> **Exercise aim**
Reproduce the passage on Tavus's AI agents between "Tavus recently launched" and "and interaction styles.", inclusive, swapping "personalities" for "characters".

> **Text for analysis**
===============

Tavus recently launched PALs (Personal Agent Layers) that appear human and can see, listen and retain conversations. Users can video chat with these “adaptive companions” who also interact via text and email.
Rather than creating one general-purpose assistant, Tavus designed five distinct personalities tailored to different user needs and interaction styles.
Agent Dominic is billed as an “old-school English butler,” a domestic organizer adept at sorting out the chaos in users’ lives. Chloe combines emotional support and productivity help. Noah tells hard truths for those seeking honest advice and authentic friendship—“like the older brother you never had,” according to Tavus. Gossipy Ashley (”terminally online”) is a media junkie who assists with creative projects and tracks pop-culture trends. Charlie is a techie who’s built to geek out with users on a wide variety of tasks.
The Tavus AI agents (all who look to be in their early 30s except for Dominic, who’s 50ish) evolve and change over time, learning users’ communication styles and preferences. The agents can see users and observe and comment on facial, body and environmental cues: “You seem a bit sad today, what’s up?” or “I like that Art Deco lamp near your window; where did you find it?”
Tavus has also developed an AI Santa Claus with the same capabilities as its PALs—proven popular with both adults and children during the holidays.
Along with Santa, Tavus recently rolled out Sparrow-1, a conversational-flow control model that brings greater human-level timing to real-time voice and video AI.
Still, today’s AI agents can fail to recognize things far more subtle than Art Deco lamps: humor, sarcasm and other tonal shifts, “leading to robotic responses that miss the point,” said MacLeitch. Even when an AI agent detects an emotion like anger, “it often lacks the depth to understand the underlying cause or provide a nuanced response,” he said. “Distinguishing these based on trigger words and non-verbal cues and building thoughtful escalation paths will be an ongoing challenge as 2026 unfolds.”
The art of being human includes admitting mistakes, a feature developers are increasingly weaving into AI systems.
“Epistemic humility models explicitly track uncertainty, letting AI admit when it doesn’t know rather than bluffing coherence,” said Jigyasa Grover, in an email response to questions. Grover is a Machine Learning engineer and author of the book, Sculpting Data for ML: The first act of Machine Learning.
Grover sees a challenge and opportunity to move from “hyper-realistic mimicry to AI that can maintain joint attention, reason through ambiguity, and actively participate in conversation like a human, not just look like one. That’s where the next leap in human-like interaction lies.”

===============

> **Input data**
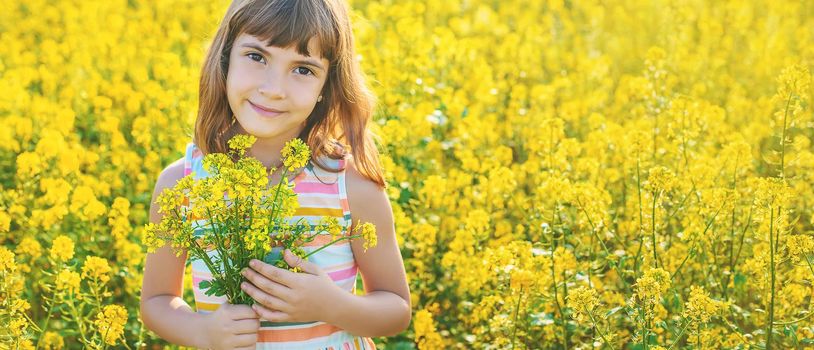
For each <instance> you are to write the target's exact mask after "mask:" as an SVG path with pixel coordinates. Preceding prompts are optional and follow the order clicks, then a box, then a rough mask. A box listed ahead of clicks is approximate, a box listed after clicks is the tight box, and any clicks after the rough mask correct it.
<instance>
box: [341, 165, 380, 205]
mask: <svg viewBox="0 0 814 350" xmlns="http://www.w3.org/2000/svg"><path fill="white" fill-rule="evenodd" d="M345 187H346V188H347V193H348V200H354V199H355V200H356V201H357V202H362V201H367V200H371V199H373V200H375V199H378V200H381V199H385V200H386V199H387V194H386V192H385V191H384V189H383V188H381V187H380V186H379V185H378V184H377V183H375V182H373V181H372V180H370V179H368V178H367V177H365V176H364V175H362V173H360V172H359V170H357V169H356V165H355V164H354V163H353V158H348V159H346V160H345ZM377 197H378V198H377Z"/></svg>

===============

> **Reply to the task**
Tavus recently launched PALs (Personal Agent Layers) that appear human and can see, listen and retain conversations. Users can video chat with these “adaptive companions” who also interact via text and email.
Rather than creating one general-purpose assistant, Tavus designed five distinct characters tailored to different user needs and interaction styles.